**Exercise instructions**
Please reproduce the part that opens with the line containing "Check this image for any snow-covered" and runs through the end of the entries, swapping "snow-covered tree" for "frozen pond" and leaving everything else unchanged.

[Data entries]
----
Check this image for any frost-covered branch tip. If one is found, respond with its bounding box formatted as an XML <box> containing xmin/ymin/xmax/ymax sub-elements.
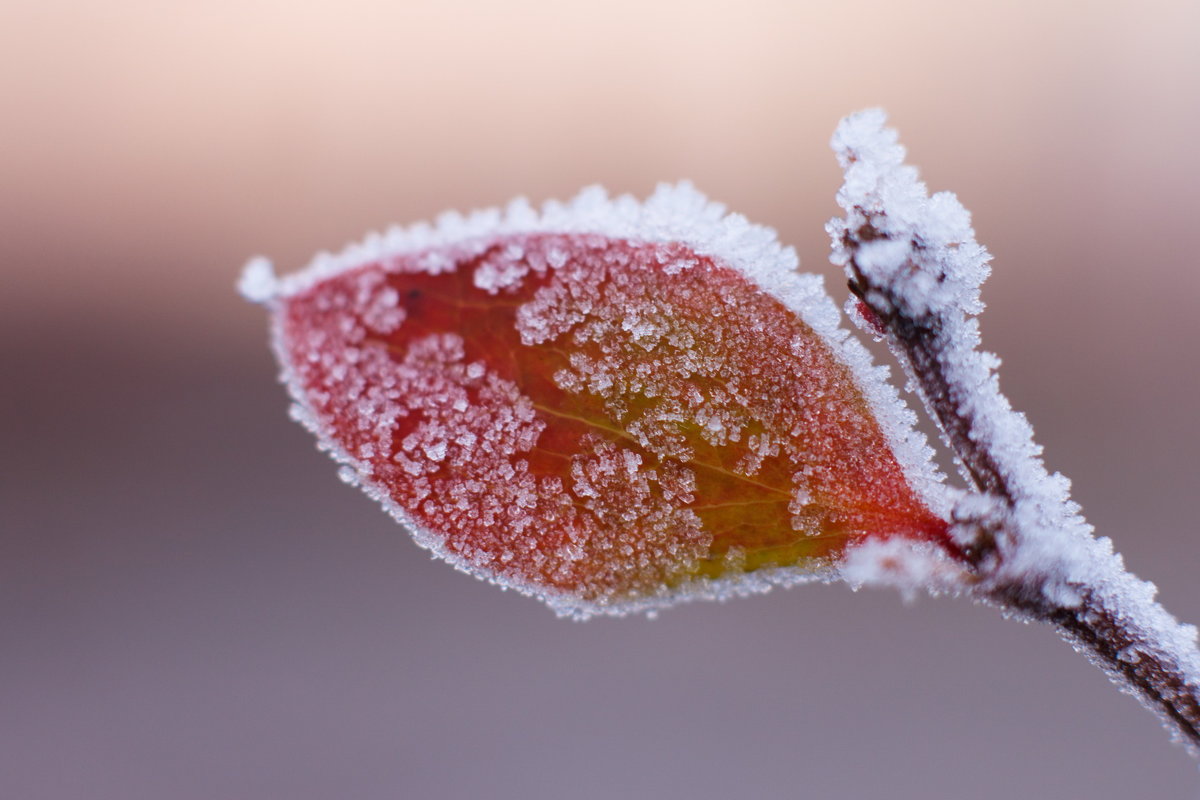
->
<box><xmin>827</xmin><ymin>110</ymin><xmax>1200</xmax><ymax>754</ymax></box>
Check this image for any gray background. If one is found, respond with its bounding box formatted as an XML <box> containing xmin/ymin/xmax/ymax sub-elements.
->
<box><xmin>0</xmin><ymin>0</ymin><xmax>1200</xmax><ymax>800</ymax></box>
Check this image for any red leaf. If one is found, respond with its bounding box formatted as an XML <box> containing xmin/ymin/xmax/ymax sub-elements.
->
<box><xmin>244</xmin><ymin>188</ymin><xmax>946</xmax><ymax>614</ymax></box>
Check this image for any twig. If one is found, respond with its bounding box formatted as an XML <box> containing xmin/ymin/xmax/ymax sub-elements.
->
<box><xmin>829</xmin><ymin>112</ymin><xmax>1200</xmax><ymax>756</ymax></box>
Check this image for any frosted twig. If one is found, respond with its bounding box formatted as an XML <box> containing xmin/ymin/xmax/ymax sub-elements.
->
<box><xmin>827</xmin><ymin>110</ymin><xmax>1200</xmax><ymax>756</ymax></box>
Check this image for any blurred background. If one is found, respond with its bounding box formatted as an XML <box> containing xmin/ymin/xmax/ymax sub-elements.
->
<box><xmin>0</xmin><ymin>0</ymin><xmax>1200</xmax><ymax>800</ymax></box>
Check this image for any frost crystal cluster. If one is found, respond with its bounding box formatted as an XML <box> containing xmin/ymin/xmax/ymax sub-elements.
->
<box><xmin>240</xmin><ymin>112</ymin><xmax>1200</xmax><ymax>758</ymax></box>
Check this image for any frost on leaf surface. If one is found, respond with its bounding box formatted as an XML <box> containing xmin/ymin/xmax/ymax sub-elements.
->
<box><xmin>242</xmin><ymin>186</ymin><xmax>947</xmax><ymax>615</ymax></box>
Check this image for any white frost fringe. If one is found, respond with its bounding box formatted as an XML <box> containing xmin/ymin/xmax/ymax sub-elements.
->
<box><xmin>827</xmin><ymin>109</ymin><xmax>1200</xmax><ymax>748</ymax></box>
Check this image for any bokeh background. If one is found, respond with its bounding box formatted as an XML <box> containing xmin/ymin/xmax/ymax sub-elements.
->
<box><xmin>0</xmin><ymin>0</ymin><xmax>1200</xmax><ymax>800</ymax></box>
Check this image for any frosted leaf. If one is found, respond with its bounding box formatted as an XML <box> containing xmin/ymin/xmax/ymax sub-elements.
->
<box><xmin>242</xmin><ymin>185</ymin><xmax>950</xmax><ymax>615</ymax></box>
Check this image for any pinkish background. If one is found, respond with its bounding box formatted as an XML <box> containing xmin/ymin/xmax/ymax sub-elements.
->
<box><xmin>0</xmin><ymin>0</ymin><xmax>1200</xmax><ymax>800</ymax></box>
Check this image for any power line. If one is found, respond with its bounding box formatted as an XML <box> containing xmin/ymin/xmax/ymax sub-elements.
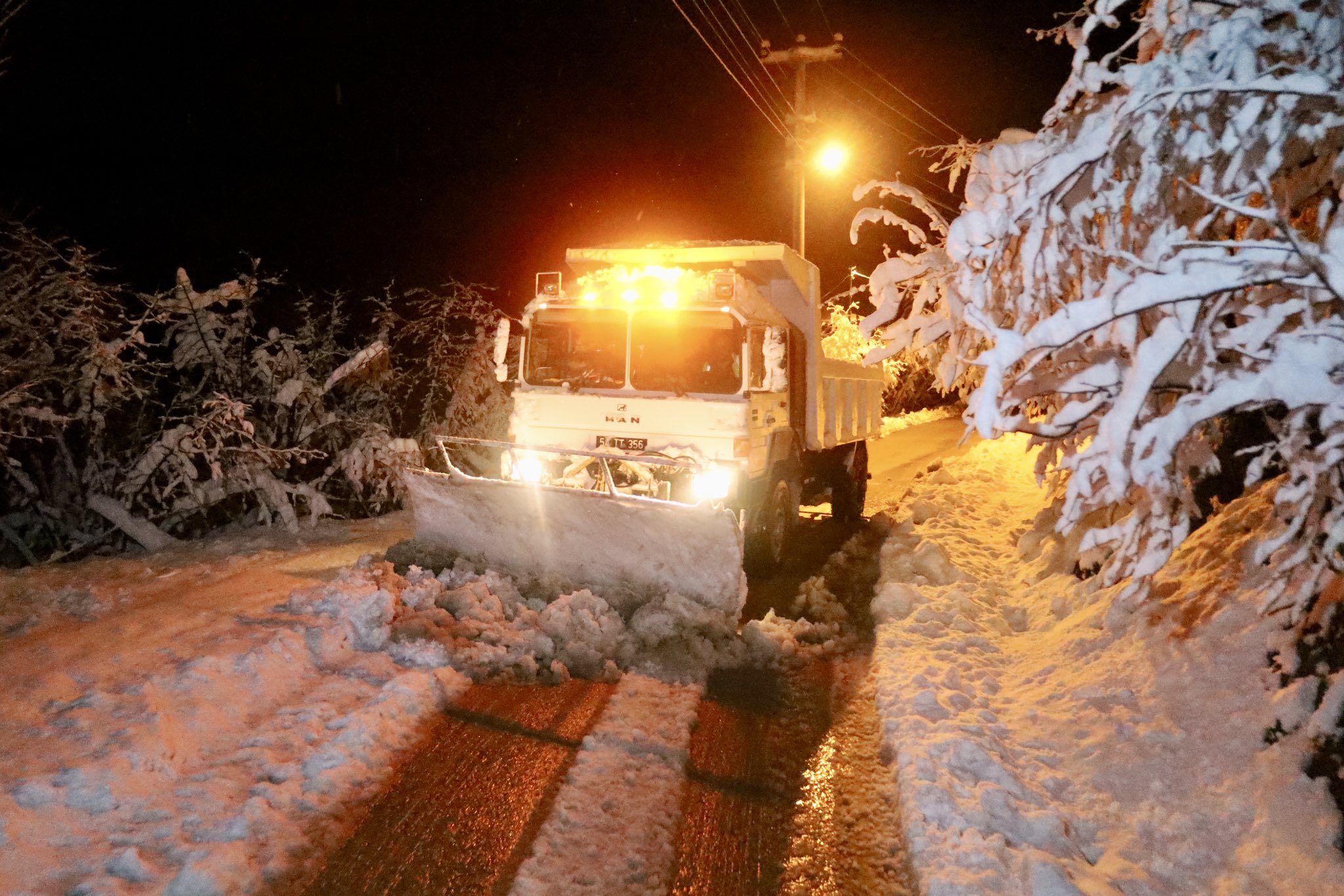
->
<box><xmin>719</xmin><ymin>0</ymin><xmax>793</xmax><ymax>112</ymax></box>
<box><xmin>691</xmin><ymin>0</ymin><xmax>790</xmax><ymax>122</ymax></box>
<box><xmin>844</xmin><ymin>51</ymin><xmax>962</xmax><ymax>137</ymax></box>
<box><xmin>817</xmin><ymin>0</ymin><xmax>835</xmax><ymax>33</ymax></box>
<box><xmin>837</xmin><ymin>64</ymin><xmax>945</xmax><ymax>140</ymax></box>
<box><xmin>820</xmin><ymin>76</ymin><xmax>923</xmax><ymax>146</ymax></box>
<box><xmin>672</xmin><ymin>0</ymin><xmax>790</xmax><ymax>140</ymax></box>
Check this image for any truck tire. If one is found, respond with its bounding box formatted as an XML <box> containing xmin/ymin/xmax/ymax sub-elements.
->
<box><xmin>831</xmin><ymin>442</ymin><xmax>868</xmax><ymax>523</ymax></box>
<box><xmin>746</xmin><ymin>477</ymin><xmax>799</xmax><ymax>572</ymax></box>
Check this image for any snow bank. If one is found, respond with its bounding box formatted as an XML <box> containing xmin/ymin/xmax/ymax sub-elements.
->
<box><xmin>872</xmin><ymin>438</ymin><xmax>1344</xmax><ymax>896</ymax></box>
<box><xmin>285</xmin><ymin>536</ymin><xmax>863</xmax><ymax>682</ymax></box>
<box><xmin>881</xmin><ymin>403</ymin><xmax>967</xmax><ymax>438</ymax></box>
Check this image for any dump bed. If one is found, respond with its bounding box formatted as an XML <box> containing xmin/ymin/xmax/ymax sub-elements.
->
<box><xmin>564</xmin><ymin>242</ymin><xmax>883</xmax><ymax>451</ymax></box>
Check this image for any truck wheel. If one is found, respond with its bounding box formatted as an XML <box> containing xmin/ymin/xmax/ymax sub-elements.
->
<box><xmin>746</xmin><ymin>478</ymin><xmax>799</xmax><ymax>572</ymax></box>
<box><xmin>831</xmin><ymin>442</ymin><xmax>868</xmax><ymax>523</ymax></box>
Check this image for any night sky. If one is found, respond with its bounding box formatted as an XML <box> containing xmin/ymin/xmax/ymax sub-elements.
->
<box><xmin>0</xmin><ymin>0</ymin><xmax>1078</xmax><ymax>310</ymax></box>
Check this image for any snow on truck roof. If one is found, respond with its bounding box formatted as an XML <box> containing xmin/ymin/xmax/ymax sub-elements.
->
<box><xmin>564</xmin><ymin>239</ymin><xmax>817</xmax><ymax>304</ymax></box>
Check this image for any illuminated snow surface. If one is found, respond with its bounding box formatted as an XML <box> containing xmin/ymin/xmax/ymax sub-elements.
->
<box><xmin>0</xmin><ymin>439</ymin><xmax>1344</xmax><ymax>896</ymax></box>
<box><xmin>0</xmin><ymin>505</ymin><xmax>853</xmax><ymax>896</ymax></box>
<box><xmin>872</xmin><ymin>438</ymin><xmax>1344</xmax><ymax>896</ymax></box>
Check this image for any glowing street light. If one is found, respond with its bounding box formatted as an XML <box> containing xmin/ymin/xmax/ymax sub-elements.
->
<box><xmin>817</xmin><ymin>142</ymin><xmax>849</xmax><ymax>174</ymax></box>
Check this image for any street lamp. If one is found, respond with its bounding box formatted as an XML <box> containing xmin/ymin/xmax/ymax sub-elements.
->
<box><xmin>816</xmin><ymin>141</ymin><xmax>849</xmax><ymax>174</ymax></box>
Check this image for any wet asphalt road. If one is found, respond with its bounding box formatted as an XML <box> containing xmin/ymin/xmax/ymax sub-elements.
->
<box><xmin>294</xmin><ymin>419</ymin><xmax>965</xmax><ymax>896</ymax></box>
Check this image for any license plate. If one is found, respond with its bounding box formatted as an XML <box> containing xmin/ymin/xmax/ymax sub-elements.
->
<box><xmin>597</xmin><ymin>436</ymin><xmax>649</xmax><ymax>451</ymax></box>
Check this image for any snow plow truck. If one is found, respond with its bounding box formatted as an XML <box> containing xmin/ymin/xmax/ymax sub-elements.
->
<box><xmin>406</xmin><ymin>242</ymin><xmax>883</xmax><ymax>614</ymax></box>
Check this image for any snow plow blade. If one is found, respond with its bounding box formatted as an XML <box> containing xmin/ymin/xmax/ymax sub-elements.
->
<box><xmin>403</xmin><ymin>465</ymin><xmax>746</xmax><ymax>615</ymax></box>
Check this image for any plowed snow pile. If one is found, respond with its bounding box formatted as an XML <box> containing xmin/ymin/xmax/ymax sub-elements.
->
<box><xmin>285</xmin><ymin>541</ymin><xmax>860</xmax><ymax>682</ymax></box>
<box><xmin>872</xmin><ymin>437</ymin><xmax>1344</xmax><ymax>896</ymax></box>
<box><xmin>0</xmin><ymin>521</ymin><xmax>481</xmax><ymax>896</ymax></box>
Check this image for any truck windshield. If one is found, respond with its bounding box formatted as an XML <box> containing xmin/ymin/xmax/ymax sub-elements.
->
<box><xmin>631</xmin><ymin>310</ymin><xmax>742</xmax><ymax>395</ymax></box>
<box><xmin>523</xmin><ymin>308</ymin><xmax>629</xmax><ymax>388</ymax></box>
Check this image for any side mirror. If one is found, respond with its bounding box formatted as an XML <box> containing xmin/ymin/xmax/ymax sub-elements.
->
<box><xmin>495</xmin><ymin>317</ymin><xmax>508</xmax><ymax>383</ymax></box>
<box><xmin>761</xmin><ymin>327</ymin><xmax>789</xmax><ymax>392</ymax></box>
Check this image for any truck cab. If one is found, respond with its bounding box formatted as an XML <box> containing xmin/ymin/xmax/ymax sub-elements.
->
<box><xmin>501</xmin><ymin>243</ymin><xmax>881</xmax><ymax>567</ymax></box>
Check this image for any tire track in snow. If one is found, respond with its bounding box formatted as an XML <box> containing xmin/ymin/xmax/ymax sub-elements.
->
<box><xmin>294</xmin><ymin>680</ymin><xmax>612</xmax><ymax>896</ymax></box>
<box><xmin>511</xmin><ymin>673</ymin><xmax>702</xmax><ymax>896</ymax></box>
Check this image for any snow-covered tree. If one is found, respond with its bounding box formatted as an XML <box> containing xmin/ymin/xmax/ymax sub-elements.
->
----
**Response**
Check this image for any frozen pond. If one is found, respond with its bounding box formatted as an XML <box> containing xmin/ymin/xmax/ymax sub-elements.
->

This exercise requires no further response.